#### Data rows

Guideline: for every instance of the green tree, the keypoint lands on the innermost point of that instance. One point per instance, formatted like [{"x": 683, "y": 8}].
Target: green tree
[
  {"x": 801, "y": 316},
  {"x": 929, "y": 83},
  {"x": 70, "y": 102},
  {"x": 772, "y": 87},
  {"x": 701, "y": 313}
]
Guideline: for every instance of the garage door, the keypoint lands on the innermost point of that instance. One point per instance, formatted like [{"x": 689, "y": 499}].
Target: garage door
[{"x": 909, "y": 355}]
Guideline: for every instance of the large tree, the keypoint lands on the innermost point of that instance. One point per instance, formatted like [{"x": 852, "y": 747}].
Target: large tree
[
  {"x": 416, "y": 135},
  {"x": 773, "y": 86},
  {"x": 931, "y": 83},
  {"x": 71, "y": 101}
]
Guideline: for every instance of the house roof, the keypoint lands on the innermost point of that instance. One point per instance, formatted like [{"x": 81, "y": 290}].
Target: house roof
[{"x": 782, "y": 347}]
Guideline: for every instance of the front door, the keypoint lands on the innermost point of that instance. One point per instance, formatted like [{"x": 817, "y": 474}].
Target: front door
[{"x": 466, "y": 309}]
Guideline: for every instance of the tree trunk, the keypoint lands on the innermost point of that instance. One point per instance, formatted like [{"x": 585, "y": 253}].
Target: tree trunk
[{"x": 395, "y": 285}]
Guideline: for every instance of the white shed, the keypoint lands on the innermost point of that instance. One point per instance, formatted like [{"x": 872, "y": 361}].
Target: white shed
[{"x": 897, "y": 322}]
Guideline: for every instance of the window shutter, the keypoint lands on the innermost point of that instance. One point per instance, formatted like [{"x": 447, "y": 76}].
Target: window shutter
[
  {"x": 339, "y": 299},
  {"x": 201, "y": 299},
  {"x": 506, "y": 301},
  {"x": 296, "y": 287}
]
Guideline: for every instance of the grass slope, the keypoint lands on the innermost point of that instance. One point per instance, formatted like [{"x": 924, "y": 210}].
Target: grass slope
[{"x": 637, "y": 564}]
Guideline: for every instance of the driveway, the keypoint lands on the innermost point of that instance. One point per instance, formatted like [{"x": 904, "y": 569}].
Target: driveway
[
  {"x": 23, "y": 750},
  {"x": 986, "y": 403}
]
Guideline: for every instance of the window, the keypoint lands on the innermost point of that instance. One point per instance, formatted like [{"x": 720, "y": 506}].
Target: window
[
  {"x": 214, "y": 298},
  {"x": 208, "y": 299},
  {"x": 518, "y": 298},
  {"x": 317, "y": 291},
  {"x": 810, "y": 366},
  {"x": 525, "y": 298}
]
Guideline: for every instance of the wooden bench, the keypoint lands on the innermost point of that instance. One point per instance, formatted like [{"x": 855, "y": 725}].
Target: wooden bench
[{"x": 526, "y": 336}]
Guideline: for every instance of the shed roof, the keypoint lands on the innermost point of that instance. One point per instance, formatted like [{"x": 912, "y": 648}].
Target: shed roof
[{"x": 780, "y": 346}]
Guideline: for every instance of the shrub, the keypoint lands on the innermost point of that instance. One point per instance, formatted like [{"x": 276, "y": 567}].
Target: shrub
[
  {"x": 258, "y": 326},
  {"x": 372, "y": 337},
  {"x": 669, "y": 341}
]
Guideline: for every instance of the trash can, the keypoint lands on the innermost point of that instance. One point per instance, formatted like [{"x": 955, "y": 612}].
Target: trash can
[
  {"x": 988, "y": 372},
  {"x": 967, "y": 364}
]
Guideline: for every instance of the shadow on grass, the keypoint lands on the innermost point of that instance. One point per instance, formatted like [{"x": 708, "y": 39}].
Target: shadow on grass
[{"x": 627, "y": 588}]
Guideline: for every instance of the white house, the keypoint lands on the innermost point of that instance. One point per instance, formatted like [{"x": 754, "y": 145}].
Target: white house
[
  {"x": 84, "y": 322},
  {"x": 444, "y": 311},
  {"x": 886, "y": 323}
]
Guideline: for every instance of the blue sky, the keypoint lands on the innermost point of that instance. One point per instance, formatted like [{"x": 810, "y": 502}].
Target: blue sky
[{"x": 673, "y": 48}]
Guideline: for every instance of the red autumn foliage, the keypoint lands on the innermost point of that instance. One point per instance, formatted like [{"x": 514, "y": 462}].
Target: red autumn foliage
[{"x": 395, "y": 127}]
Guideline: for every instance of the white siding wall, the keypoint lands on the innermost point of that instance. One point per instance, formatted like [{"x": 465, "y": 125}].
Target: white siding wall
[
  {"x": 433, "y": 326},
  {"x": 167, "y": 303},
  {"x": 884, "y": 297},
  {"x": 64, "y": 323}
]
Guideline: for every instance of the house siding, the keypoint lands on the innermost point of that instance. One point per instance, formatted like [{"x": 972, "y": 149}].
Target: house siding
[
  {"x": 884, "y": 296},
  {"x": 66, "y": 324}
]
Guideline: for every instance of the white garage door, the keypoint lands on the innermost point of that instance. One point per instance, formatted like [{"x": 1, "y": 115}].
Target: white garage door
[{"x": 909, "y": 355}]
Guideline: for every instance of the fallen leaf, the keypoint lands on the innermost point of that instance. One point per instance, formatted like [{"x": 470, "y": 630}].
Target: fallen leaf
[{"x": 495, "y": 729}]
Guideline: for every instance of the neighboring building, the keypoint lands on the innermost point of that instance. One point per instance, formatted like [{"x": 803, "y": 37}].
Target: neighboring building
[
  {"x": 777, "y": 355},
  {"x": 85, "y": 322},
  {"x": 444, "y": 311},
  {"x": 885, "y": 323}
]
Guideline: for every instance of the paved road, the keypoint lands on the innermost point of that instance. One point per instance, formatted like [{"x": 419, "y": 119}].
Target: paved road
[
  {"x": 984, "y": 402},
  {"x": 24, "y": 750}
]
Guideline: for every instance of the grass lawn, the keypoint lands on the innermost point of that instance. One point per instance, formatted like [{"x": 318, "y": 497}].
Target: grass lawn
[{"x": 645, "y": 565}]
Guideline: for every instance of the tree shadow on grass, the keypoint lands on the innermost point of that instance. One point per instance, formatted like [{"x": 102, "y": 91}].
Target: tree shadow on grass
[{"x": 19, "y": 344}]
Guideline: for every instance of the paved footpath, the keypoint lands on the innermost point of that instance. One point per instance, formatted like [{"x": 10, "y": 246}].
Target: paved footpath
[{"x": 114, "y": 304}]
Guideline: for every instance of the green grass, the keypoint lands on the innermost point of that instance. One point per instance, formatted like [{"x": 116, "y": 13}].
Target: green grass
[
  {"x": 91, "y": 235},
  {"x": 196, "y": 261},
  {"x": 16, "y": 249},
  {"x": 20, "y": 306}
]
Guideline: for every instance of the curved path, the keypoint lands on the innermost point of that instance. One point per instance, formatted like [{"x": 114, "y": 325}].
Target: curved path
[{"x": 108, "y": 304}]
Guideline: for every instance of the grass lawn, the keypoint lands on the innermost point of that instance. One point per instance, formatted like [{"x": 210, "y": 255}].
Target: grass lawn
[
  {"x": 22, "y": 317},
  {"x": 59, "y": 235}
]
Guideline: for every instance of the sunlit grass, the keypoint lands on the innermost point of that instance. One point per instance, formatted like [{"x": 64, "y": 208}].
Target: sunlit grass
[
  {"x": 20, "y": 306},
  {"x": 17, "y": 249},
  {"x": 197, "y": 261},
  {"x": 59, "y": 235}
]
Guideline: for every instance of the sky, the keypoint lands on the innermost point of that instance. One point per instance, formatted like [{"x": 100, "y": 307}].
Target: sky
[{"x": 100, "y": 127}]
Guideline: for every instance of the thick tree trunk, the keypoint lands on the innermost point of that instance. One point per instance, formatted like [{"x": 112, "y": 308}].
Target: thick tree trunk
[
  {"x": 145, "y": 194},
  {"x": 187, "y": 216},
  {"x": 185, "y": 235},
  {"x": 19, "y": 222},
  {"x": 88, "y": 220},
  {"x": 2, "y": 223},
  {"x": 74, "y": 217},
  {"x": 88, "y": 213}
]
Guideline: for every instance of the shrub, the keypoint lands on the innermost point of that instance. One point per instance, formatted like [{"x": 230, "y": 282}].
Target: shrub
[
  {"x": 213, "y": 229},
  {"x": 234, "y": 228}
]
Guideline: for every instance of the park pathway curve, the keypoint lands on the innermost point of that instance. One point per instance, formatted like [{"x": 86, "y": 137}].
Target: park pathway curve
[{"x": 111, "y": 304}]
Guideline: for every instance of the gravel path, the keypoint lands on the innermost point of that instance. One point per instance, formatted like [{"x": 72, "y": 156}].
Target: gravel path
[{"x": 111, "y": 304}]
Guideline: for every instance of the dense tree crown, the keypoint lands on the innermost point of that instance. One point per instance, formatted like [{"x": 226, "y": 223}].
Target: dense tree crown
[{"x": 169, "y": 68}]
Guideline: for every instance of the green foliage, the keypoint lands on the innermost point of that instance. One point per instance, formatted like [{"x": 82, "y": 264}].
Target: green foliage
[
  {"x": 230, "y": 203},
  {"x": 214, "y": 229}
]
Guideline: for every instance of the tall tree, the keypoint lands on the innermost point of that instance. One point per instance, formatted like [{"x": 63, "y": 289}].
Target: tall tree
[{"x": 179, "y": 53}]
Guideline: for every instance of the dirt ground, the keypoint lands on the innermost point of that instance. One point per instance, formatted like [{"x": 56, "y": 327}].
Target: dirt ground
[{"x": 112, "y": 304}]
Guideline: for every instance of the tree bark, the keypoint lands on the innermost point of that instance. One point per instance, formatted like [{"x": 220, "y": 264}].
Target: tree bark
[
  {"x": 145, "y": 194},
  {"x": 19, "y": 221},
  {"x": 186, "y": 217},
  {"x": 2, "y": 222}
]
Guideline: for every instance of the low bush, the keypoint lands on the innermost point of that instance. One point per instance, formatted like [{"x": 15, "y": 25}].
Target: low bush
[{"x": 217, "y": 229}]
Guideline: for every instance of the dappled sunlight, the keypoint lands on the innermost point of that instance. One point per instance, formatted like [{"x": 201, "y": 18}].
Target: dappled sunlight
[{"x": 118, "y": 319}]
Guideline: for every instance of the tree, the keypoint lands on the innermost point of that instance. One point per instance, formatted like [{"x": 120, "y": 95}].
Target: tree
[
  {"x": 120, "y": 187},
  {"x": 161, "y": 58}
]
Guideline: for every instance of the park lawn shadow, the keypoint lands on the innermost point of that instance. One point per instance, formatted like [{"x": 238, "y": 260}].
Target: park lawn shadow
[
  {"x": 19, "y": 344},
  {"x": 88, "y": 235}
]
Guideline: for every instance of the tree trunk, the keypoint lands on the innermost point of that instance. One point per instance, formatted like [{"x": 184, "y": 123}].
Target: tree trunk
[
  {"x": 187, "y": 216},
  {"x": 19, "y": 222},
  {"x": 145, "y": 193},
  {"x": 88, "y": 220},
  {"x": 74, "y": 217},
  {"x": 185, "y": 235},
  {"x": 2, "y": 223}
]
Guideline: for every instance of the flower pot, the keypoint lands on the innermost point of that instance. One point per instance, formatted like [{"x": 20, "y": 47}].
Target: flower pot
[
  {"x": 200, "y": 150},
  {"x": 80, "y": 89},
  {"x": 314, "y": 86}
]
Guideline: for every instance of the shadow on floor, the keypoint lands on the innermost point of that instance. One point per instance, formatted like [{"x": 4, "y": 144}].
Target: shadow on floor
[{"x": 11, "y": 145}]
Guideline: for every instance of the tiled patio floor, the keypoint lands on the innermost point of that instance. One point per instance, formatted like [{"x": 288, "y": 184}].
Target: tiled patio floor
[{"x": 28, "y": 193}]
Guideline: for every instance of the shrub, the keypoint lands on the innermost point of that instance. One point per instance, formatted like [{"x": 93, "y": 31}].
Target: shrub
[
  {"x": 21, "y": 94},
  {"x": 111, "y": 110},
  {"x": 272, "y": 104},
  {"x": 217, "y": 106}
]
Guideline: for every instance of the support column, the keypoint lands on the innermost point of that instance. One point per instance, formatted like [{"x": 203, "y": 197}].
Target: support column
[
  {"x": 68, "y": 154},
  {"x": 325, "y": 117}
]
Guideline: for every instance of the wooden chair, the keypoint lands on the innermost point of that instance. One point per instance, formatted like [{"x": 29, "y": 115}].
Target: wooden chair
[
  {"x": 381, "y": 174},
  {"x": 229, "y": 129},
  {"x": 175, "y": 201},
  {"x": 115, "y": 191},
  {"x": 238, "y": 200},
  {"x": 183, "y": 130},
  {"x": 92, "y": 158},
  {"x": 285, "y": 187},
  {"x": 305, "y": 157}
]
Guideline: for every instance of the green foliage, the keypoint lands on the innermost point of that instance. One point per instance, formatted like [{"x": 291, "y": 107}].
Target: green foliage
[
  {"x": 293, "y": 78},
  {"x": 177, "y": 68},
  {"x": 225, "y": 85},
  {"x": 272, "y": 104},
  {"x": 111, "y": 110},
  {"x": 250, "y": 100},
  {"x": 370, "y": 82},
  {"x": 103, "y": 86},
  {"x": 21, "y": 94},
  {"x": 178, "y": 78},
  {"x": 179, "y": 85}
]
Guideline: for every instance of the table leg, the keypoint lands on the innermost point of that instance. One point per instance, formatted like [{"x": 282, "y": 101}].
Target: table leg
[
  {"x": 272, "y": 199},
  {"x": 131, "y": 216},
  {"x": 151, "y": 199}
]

########

== Description of the task ==
Everything from the line containing "Guideline: for every instance of the support" to the end of the records must be written out exactly; include both of those lines and no others.

== Result of the task ==
Guideline: for every instance of the support column, the keypoint lands on the innermost point of that instance. One point per instance, formatted like [{"x": 203, "y": 197}].
Target: support column
[
  {"x": 68, "y": 154},
  {"x": 325, "y": 117}
]
Guideline: for every instance of the wooden chair, the keypoint lands on the innermost point of that instance. One point per instance, formatted like [{"x": 29, "y": 115}].
Target: wooden chair
[
  {"x": 381, "y": 174},
  {"x": 229, "y": 129},
  {"x": 175, "y": 201},
  {"x": 115, "y": 191},
  {"x": 238, "y": 200},
  {"x": 183, "y": 130},
  {"x": 92, "y": 158},
  {"x": 285, "y": 187},
  {"x": 305, "y": 157}
]
Guideline: for every instance of the green foliage, the keypoint lands on the innermost point of that instance. One point per instance, formatted like [{"x": 291, "y": 107}].
Target: green foliage
[
  {"x": 293, "y": 78},
  {"x": 177, "y": 68},
  {"x": 225, "y": 85},
  {"x": 272, "y": 104},
  {"x": 111, "y": 110},
  {"x": 250, "y": 100},
  {"x": 370, "y": 82},
  {"x": 103, "y": 86},
  {"x": 21, "y": 94},
  {"x": 178, "y": 78},
  {"x": 179, "y": 85}
]
Guideline: for every instance of the table leg, the keypoint lands on the innermost point of that instance. One point per instance, formatted like [{"x": 282, "y": 101}].
Target: table leg
[
  {"x": 272, "y": 199},
  {"x": 131, "y": 216},
  {"x": 151, "y": 199}
]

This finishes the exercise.